* What is expected *
Nothing but the lines from the one containing "Locate the cherry stem;" through the one containing "Locate the old", both included, should be given again, each exactly as written below.

* Records to use *
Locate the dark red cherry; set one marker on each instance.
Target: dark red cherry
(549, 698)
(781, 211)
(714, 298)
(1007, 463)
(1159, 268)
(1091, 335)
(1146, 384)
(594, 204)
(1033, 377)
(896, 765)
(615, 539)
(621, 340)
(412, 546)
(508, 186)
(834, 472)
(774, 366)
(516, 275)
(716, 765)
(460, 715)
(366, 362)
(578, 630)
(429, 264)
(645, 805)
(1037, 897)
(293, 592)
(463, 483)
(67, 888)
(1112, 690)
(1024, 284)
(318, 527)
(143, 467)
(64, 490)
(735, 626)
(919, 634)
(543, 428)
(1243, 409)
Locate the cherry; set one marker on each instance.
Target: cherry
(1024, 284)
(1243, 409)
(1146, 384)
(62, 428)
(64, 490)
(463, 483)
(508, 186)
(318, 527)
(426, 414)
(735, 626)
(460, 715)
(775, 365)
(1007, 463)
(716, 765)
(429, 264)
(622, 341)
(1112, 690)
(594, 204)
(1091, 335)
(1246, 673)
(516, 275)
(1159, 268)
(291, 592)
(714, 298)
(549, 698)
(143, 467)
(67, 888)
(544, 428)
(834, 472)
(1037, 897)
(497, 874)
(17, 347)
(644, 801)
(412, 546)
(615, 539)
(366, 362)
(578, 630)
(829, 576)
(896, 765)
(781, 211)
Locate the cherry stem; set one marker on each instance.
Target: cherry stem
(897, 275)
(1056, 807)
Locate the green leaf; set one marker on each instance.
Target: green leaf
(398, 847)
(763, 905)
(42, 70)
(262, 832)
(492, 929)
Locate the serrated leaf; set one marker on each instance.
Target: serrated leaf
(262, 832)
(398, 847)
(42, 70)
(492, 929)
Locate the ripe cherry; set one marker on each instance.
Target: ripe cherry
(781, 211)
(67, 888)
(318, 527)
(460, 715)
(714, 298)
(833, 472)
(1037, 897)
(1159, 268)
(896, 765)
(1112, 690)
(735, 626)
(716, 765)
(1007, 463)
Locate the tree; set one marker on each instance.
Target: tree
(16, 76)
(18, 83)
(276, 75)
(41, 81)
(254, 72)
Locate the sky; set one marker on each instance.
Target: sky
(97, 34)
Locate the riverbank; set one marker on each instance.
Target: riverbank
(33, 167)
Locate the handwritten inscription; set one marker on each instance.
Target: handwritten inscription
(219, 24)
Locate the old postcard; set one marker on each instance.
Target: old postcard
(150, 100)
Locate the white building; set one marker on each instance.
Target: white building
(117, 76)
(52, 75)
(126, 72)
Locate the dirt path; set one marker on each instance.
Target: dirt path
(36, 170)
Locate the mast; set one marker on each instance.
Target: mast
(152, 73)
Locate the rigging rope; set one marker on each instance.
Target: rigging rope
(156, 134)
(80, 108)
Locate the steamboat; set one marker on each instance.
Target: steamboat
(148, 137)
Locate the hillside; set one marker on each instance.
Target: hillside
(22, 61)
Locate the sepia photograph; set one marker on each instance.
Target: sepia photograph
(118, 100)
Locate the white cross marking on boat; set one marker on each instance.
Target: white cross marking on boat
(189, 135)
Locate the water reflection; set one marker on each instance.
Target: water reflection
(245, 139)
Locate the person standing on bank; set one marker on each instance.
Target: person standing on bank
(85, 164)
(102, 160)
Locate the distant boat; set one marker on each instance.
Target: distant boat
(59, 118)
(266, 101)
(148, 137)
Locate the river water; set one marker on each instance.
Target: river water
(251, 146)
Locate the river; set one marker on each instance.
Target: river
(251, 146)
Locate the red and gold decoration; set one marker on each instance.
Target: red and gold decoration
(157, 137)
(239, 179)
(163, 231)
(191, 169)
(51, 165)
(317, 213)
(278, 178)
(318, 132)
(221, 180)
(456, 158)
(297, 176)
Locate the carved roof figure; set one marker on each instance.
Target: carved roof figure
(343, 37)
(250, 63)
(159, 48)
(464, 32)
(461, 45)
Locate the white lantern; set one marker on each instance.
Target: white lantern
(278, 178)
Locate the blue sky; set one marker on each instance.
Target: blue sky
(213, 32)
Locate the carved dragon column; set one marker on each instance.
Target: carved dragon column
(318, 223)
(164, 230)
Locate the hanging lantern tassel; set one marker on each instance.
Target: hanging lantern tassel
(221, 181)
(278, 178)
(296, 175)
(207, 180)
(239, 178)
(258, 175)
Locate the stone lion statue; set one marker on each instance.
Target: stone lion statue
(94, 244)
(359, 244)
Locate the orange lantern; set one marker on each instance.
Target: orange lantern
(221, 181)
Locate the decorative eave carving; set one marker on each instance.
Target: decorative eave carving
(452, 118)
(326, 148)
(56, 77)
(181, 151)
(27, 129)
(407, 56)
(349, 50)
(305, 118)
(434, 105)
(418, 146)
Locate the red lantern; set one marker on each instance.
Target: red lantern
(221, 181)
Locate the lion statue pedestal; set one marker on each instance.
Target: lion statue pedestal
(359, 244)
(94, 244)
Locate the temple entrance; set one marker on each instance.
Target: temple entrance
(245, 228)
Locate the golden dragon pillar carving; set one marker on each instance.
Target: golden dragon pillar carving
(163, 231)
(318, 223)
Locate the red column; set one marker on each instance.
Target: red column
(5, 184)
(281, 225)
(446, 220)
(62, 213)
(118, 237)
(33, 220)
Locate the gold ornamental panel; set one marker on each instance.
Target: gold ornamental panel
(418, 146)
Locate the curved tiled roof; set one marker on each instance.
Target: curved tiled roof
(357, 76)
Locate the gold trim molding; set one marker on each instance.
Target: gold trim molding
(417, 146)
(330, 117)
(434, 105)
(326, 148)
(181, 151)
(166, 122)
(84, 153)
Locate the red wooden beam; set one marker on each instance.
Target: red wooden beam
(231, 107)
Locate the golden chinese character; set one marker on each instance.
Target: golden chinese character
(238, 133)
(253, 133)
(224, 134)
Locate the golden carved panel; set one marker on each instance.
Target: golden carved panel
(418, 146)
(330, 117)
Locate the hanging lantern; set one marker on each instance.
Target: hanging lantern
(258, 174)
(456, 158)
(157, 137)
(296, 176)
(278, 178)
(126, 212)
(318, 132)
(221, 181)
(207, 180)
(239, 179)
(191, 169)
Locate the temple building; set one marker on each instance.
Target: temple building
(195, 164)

* Task response *
Locate the cherry stem; set one marker on each instance.
Target: cherry stem
(897, 275)
(1056, 807)
Locate the green leaf; set one marker on each instance.
Target: green leaf
(398, 847)
(763, 905)
(42, 70)
(262, 832)
(492, 929)
Locate the serrated leaf; set one marker on each instance.
Target: serrated leaf
(262, 832)
(398, 847)
(42, 70)
(492, 929)
Locate the ripe cherry; set one marker on each instance.
Target: ripe cherry
(781, 211)
(67, 888)
(318, 527)
(460, 715)
(714, 298)
(833, 472)
(1037, 897)
(1159, 268)
(896, 765)
(1112, 690)
(735, 626)
(716, 765)
(1007, 463)
Locate the tree; set one marker on each instance.
Target: tree
(16, 76)
(18, 83)
(276, 75)
(41, 81)
(254, 72)
Locate the sky; set one marker on each instance.
Target: sky
(97, 34)
Locate the riverbank; set one marker on each instance.
Target: riverbank
(33, 167)
Locate the handwritten inscription; set one marker on each instance.
Target: handwritten inscription
(219, 24)
Locate the old postcard; set one marker on each instance.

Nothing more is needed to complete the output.